■ Quoted text:
########################################
# IMS shower screen E61 200IM causing "wet" puck?



## Dan430 (Apr 29, 2016)

Hi,

I've just upgraded my shower screen to IMS 200IM on my pro500, and immediately i notice the puck is "wet"-er than before. just would like to find out, do you guys have similar "Problem"? altho its not a problem as I'm enjoying the shots even better, but just wonder why this condition happens.

P/S: I'm using the stock basket (still waiting for the IMS basket to arrive)

Thanks


----------



## Mrboots2u (May 10, 2013)

Has it impacted on the taste of the coffee


----------



## Dan430 (Apr 29, 2016)

Yes it did. same grind settings and same 17g of coffee same extraction time 25sec for 34ml. some notes of the taste were stronger than before, bold-er (full-er body) taste i would say.

buts it just leaves little water on puck which i did not see before on my old screen.

also when i "cool flush" with empty PF engaged i notice the brew gauge reads 1 bar higher than the old screen. (Possible finer holes and thus higher pressure)


----------



## Mrboots2u (May 10, 2013)

If the taste is good I wouldn't stress over a little water in the puck

https://baristahustle.com/for-a-good-puck/


----------



## Xpenno (Nov 12, 2012)

Wet pucks are usually caused by head space. The new shower screen might have altered it. I wouldn't worry about it.


----------



## Dan430 (Apr 29, 2016)

Great guys!! thanks for the tip on "Headspace" it indeed change puck outlook and taste.

i read a comment that says "you are making great espresso not great looking puck" So damn true. haha

but yes the IMS shower head needs "narrower" headspace for a great balanced shot. possibly because of the size of the holes.


----------
########################################
Source records:

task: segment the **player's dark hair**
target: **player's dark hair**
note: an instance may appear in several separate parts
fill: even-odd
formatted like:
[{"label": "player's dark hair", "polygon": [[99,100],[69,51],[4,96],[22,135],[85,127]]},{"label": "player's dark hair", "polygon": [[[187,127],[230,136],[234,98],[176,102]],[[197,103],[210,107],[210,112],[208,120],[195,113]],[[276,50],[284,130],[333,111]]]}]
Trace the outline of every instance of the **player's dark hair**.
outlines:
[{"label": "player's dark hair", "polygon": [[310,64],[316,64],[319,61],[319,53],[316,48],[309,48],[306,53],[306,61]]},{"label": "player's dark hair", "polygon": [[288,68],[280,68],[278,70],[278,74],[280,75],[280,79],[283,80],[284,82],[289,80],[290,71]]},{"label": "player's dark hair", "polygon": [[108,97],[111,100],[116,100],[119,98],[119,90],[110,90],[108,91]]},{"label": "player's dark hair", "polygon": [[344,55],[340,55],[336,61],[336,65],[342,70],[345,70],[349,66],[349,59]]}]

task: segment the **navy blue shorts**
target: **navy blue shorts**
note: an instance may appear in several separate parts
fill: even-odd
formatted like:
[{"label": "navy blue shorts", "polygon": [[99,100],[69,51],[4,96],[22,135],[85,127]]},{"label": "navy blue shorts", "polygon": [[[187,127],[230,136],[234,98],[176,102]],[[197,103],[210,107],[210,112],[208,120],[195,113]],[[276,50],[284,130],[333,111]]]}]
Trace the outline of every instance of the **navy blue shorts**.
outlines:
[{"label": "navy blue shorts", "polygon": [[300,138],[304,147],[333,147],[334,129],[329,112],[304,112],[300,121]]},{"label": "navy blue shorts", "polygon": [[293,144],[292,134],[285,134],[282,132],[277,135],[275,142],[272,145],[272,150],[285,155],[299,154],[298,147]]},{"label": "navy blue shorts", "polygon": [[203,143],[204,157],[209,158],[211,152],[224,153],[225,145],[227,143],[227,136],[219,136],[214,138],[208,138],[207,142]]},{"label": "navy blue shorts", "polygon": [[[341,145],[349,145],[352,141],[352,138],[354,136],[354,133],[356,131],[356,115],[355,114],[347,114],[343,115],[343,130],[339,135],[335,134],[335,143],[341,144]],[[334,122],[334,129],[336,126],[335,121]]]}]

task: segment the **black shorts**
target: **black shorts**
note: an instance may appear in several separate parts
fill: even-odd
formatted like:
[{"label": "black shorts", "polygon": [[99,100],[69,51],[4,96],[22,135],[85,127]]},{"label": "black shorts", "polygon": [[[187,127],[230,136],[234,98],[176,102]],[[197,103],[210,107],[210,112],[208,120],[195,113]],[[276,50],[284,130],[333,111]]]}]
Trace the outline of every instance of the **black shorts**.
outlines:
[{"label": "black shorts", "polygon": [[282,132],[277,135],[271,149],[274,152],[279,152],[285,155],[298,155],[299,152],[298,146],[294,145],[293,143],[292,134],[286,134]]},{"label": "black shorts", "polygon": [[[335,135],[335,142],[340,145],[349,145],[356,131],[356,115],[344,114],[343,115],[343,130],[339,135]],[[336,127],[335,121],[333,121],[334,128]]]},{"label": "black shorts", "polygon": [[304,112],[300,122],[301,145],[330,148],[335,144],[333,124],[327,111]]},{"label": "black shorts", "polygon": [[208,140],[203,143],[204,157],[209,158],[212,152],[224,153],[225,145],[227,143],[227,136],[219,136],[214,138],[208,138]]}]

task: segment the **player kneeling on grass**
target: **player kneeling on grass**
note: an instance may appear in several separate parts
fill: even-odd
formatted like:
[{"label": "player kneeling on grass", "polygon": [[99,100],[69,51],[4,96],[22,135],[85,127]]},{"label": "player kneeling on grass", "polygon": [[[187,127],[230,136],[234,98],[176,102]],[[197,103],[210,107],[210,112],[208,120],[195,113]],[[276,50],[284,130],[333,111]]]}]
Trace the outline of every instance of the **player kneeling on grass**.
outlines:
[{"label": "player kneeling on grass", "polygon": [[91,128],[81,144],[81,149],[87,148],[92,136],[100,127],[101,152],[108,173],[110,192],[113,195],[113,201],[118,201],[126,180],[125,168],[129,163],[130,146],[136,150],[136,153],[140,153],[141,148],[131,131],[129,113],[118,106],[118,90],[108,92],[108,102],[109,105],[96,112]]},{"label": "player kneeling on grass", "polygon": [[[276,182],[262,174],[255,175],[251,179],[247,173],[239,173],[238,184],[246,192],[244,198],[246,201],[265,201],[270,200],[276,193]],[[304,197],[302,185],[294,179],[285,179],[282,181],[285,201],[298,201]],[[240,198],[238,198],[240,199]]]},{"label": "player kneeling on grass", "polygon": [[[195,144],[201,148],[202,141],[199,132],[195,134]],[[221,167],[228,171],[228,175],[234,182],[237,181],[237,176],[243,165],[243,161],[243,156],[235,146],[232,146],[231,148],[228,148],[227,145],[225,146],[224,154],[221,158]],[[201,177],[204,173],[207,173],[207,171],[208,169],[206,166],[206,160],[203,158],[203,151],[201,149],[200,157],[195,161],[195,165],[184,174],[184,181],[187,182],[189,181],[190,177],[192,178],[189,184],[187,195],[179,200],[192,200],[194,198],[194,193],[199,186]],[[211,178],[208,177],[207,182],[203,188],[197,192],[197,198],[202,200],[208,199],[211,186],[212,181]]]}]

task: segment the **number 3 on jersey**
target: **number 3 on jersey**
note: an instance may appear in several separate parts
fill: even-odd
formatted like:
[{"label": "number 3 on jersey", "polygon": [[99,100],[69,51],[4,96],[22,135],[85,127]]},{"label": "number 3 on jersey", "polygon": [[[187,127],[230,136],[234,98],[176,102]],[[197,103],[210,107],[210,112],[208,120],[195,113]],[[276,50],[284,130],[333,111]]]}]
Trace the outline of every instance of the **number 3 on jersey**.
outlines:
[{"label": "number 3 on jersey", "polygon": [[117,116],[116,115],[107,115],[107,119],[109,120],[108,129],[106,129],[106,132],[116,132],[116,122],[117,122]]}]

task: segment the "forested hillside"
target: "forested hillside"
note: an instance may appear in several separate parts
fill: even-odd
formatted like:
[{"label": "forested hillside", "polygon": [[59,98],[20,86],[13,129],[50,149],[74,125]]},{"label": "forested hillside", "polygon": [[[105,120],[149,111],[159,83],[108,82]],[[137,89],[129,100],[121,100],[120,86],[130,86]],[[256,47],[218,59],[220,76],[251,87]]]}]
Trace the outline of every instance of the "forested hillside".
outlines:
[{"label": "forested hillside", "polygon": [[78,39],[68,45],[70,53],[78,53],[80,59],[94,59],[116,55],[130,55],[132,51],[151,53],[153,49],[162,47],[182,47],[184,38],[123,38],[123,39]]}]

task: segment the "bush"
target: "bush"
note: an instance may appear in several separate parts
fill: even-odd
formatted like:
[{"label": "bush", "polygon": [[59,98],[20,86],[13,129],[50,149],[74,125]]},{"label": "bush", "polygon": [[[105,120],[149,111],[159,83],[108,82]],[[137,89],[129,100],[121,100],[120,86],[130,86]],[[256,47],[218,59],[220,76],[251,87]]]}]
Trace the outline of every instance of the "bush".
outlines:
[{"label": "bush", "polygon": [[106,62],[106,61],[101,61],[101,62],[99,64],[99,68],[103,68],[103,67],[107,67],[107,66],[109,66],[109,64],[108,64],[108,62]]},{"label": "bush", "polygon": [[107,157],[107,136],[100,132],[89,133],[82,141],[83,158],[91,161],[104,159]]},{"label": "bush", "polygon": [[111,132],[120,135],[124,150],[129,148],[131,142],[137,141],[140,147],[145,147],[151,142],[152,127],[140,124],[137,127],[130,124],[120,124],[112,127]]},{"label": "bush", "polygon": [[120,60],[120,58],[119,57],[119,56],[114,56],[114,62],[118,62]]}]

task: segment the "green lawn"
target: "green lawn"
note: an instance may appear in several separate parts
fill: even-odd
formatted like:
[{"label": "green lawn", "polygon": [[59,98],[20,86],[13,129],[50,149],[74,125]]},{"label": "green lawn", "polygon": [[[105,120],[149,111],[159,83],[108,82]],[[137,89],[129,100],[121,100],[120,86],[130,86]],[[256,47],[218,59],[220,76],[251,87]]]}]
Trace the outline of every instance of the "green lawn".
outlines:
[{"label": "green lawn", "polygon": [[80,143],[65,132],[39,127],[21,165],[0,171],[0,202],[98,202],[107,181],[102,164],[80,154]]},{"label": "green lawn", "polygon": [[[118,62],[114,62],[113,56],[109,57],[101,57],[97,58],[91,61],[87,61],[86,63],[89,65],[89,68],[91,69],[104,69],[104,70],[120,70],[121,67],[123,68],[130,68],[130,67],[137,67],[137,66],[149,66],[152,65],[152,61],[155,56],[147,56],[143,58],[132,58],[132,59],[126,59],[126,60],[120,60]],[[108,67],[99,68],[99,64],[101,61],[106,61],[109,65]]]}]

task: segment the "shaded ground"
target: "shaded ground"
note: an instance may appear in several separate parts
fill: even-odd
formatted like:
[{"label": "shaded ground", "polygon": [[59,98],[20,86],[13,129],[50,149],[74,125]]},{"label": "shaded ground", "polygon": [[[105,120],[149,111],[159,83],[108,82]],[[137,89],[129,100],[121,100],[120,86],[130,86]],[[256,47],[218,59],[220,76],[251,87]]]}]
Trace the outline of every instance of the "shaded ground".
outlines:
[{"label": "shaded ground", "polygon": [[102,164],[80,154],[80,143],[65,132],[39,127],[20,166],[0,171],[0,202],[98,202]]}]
########################################
■ Problems and tasks:
1 – Write out the passage of the shower screen thread that begins at the words "Wet pucks are" and stops after the words "outlook and taste.".
2 – List every distinct username that posts in the shower screen thread.

■ Problem solutions:
1 –
Wet pucks are usually caused by head space. The new shower screen might have altered it. I wouldn't worry about it.


----------



## Dan430 (Apr 29, 2016)

Great guys!! thanks for the tip on "Headspace" it indeed change puck outlook and taste.

2 –
Dan430
Mrboots2u
Xpenno